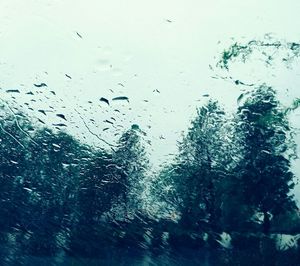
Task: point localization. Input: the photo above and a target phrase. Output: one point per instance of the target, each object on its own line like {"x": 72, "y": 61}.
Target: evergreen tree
{"x": 199, "y": 169}
{"x": 131, "y": 163}
{"x": 263, "y": 177}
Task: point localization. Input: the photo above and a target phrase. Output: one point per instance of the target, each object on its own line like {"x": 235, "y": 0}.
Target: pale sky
{"x": 134, "y": 48}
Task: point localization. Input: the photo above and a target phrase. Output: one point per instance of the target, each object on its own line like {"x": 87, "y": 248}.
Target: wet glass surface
{"x": 149, "y": 133}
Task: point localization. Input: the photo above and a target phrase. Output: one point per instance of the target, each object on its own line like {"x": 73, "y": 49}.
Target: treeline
{"x": 232, "y": 174}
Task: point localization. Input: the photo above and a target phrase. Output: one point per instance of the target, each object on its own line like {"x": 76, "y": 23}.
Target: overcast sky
{"x": 157, "y": 53}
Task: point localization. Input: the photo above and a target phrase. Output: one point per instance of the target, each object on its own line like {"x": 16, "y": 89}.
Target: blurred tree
{"x": 131, "y": 164}
{"x": 263, "y": 177}
{"x": 200, "y": 168}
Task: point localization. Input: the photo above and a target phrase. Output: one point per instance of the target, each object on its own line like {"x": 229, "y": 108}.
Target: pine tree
{"x": 199, "y": 168}
{"x": 263, "y": 176}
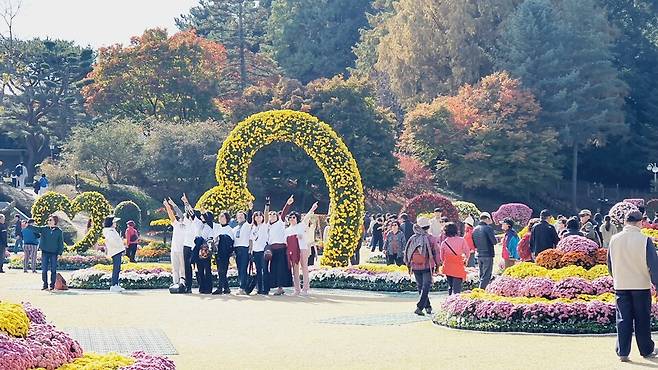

What needs to be done:
Copy every line of the entries above word for word, from the first line to the last, and leave out the pictures.

Result:
Task: point localization. Input: the photo above and a target phrase. Output: one point per instance of the target, each object on its own line like {"x": 72, "y": 61}.
Target: evergreen tree
{"x": 199, "y": 169}
{"x": 131, "y": 163}
{"x": 263, "y": 177}
Task: point localization. Input: the photo above and a target phrase. Output: one point per instance of the target, each object on its own line like {"x": 235, "y": 0}.
Target: pale sky
{"x": 134, "y": 48}
Task: point localization. Input: the photo above and a target phrase. Output: one point per instance of the target, each object on its own line like {"x": 87, "y": 248}.
Target: wet glass surface
{"x": 149, "y": 133}
Task: point localization. Input: the photo above and a target phrase. Output: one point per instance of the target, each object on its own line like {"x": 73, "y": 49}.
Target: treeline
{"x": 232, "y": 174}
Task: point localization. Input: the photo above and a target phrase. Output: one point per instance of the target, each object on its own line like {"x": 76, "y": 23}.
Target: overcast sky
{"x": 157, "y": 53}
Task: point localization. Input: the photo above and a target phrase. Output: one point per instance of the target, each object on its own line like {"x": 16, "y": 89}.
Target: blurred tree
{"x": 131, "y": 164}
{"x": 263, "y": 177}
{"x": 200, "y": 168}
Task: point localization. Input: the photo above and a target phrase. Output: one point per instance of the target, each object on its own line like {"x": 229, "y": 108}.
Target: pine tree
{"x": 199, "y": 168}
{"x": 263, "y": 176}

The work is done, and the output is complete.